DIRECTIONS:
**a.** Copy out the templating message verbatim between "On Tue, 30 Jun" and "kind of pretty.", inclusive.
**b.** Condense the paragraph of the templating message that begins "An _implementation_ disadvantage" into one shorter sentence that keeps its main facts.
**c.** According to the templating message, what is Lua's implementation optimized for?

DOCUMENT PASSAGE:
/---

On Tue, 30 Jun 2009 09:16:41 -0700, Brion Vibber wrote:
As many folks have noted, our current templating
system works ok for
simple things, but doesn't scale well -- even moderately complex
conditionals or text-munging will quickly turn your template source into
what appears to be line noise.
And we all thought Perl was bad! ;)
There's been talk of Lua as an embedded templating language for a while,
and there's even an extension implementation.
One advantage of Lua over other languages is that its implementation is
optimized for use as an embedded language, and it looks kind of pretty.
An _inherent_ disadvantage is that it's a fairly rarely-used language,
so still requires special learning on potential template programmers' part.
An _implementation_ disadvantage is that it currently is dependent on an
external Lua binary installation -- something that probably won't be
present on third-party installs, meaning Lua templates couldn't be
easily copied to non-Wikimedia wikis.

\---

RECORDS PROVIDED:
/---

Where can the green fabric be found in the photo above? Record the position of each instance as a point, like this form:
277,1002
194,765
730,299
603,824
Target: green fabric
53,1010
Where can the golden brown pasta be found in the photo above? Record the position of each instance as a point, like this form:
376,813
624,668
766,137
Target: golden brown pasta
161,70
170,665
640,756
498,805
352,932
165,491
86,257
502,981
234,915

\---
/---

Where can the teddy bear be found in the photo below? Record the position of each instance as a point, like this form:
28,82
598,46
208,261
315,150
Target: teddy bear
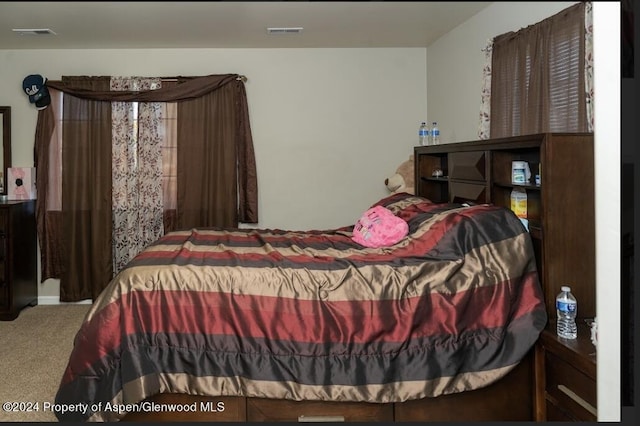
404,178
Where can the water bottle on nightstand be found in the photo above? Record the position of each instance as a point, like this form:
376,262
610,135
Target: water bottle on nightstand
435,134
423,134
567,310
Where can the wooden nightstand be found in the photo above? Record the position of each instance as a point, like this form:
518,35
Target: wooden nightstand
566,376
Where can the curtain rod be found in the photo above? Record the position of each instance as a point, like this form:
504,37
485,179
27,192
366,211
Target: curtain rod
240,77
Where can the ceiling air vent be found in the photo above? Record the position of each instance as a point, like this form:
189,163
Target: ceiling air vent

\---
/---

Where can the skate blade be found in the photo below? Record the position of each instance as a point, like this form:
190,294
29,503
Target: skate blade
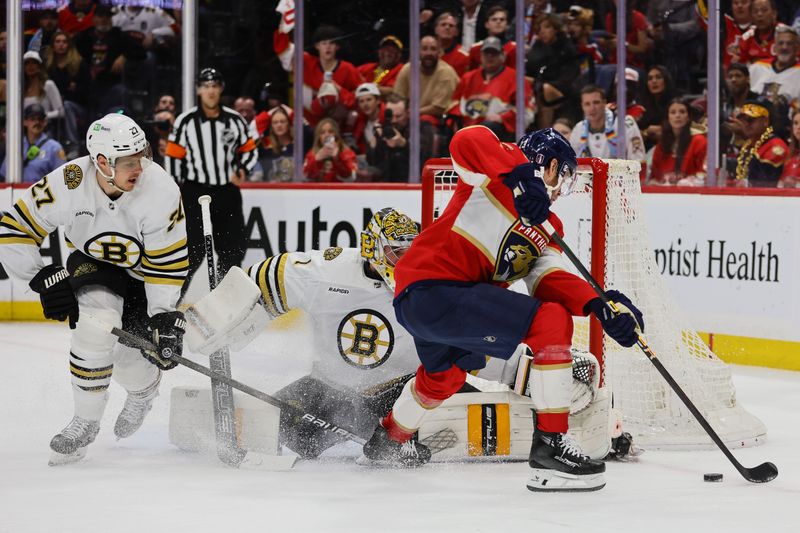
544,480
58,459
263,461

\---

SOLUTION SET:
**a.**
On Tue, 30 Jun 2009 09:16:41 -0700, Brion Vibber wrote:
As many folks have noted, our current templating
system works ok for
simple things, but doesn't scale well -- even moderately complex
conditionals or text-munging will quickly turn your template source into
what appears to be line noise.
And we all thought Perl was bad! ;)
There's been talk of Lua as an embedded templating language for a while,
and there's even an extension implementation.
One advantage of Lua over other languages is that its implementation is
optimized for use as an embedded language, and it looks kind of pretty.

**b.** Lua currently relies on an external Lua binary that third-party installs probably won't have, so Lua templates couldn't easily be copied to non-Wikimedia wikis.

**c.** Use as an embedded language.